==== Given records ====

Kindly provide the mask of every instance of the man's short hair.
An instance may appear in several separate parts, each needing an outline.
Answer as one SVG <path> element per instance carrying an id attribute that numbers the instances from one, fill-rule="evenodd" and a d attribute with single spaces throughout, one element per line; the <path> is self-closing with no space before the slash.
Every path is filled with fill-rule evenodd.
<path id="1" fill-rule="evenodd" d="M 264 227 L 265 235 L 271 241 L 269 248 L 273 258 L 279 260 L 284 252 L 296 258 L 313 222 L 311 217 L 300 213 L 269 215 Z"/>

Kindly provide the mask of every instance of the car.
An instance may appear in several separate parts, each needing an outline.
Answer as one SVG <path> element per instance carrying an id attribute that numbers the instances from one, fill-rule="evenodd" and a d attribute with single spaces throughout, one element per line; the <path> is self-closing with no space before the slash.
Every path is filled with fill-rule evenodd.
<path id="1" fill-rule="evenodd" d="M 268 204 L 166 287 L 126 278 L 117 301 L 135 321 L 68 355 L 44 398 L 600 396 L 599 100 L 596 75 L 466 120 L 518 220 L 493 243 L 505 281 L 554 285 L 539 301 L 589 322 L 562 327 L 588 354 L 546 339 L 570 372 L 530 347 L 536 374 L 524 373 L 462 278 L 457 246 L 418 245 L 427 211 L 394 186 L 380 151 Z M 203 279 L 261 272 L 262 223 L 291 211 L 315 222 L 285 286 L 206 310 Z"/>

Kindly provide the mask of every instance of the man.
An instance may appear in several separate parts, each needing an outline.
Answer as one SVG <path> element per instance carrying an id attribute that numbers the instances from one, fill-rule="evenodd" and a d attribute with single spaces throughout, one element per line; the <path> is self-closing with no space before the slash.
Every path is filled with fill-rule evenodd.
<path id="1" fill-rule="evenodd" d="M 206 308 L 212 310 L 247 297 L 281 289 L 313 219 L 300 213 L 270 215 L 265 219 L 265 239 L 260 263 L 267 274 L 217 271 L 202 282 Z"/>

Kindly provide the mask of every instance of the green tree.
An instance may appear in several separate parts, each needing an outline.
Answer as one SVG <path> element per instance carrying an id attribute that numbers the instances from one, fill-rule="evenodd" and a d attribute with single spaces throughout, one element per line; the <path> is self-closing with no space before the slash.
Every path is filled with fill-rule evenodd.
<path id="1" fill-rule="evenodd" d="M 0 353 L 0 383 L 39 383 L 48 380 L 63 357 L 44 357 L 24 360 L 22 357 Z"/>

====

■ **Brief**
Produce an exact copy of every entry above.

■ **Output of the task**
Kindly provide the mask of every instance of the man's short hair.
An instance may appear in several separate parts, each needing an outline.
Answer as one SVG <path> element per instance carrying an id attribute that numbers the instances from one, fill-rule="evenodd" and a d attribute with single spaces throughout, one element per line; the <path> is self-closing with no space before the slash.
Every path is filled with fill-rule evenodd.
<path id="1" fill-rule="evenodd" d="M 264 227 L 265 235 L 271 241 L 269 248 L 273 258 L 279 260 L 284 252 L 296 258 L 313 222 L 311 217 L 300 213 L 269 215 Z"/>

Kindly provide the mask of every instance of the car.
An instance may appear in several separate parts, each needing an outline.
Answer as one SVG <path> element per instance carrying an id attribute that numbers the instances from one, fill-rule="evenodd" and a d attribute with single spaces throughout, one element per line; the <path> is self-closing with no space before the slash.
Every path is filled with fill-rule evenodd.
<path id="1" fill-rule="evenodd" d="M 268 204 L 166 287 L 126 278 L 117 301 L 135 321 L 68 355 L 44 398 L 600 396 L 599 100 L 596 75 L 466 120 L 518 220 L 493 243 L 505 281 L 554 285 L 539 301 L 589 322 L 562 327 L 588 354 L 546 339 L 570 372 L 530 347 L 536 374 L 524 373 L 462 278 L 457 246 L 418 245 L 427 211 L 394 186 L 380 151 Z M 203 279 L 261 272 L 262 223 L 291 211 L 315 222 L 285 286 L 206 310 Z"/>

Kindly provide the mask of every instance of the man.
An instance may appear in several separate parts, each needing an outline.
Answer as one SVG <path> element per instance carrying an id attribute that numbers the instances from one, fill-rule="evenodd" and a d attribute with single spaces throughout, one element per line; the <path> is self-closing with no space before the slash.
Every path is filled with fill-rule evenodd.
<path id="1" fill-rule="evenodd" d="M 206 308 L 212 310 L 247 297 L 281 289 L 313 219 L 300 213 L 270 215 L 265 219 L 265 239 L 260 263 L 267 274 L 217 271 L 202 282 Z"/>

Kindly provide the mask of every instance of the green tree.
An instance may appear in several separate parts, each needing an outline.
Answer as one SVG <path> element per instance carrying an id attribute that numbers the instances from one, fill-rule="evenodd" and a d attribute with single spaces throughout, one element per line; the <path> is self-closing with no space before the slash.
Every path is filled with fill-rule evenodd.
<path id="1" fill-rule="evenodd" d="M 0 353 L 0 383 L 39 383 L 48 380 L 63 357 L 44 357 L 24 360 L 22 357 Z"/>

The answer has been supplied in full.